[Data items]
☆ ☆ ☆ ☆ ☆ ☆ ☆
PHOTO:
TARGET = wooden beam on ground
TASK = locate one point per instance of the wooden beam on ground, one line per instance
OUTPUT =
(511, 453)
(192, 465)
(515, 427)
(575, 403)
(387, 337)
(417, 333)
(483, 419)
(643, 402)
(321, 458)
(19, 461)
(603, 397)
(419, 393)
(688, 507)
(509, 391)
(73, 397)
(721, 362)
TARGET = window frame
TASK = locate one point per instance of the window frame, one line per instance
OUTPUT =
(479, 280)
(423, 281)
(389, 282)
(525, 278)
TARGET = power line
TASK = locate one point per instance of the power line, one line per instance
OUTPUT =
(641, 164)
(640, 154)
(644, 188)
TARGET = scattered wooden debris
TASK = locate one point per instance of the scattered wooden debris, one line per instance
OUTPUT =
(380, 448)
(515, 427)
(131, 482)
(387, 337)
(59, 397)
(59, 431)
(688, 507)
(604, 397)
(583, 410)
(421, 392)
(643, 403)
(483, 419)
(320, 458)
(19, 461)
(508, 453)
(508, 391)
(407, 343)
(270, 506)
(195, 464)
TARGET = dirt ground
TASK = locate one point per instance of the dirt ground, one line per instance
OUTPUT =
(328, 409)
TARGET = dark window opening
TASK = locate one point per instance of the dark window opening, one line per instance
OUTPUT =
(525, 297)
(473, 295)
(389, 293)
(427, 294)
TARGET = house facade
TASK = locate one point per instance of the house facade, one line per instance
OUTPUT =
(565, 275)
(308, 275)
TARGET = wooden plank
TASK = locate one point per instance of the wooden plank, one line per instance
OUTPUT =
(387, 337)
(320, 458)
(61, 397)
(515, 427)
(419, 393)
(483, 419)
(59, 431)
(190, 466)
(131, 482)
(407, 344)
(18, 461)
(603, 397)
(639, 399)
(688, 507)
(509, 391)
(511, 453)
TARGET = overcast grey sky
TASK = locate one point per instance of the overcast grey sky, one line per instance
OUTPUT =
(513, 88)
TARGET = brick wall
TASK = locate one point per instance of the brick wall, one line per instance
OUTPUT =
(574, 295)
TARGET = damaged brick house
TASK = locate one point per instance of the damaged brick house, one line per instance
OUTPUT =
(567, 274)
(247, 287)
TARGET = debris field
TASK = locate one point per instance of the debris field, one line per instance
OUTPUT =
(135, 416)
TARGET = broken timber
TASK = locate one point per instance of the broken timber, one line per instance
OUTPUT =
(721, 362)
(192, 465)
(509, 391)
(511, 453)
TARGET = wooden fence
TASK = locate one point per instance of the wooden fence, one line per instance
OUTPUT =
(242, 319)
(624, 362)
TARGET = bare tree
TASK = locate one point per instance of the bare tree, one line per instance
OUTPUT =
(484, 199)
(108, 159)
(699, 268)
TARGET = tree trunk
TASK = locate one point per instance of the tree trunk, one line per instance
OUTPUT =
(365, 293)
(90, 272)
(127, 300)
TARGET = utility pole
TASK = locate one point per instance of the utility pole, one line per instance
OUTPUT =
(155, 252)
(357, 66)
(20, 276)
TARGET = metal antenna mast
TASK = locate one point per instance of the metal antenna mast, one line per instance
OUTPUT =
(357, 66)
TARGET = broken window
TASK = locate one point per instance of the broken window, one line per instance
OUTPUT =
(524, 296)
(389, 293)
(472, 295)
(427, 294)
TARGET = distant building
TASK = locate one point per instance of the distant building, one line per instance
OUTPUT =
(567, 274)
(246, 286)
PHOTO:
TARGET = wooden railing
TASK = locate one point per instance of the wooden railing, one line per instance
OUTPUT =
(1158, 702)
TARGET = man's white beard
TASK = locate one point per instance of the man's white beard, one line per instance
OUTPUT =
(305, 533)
☆ ☆ ☆ ☆ ☆ ☆ ☆
### BRIEF
Update everything from the line with "TARGET = man's white beard" down through the end of the entries by replacing "white" with "gray" and leaving all else unchanged.

### EXERCISE SOLUTION
TARGET = man's gray beard
TASK = locate one point per instance of the man's gray beard, one line per instance
OUTPUT =
(305, 533)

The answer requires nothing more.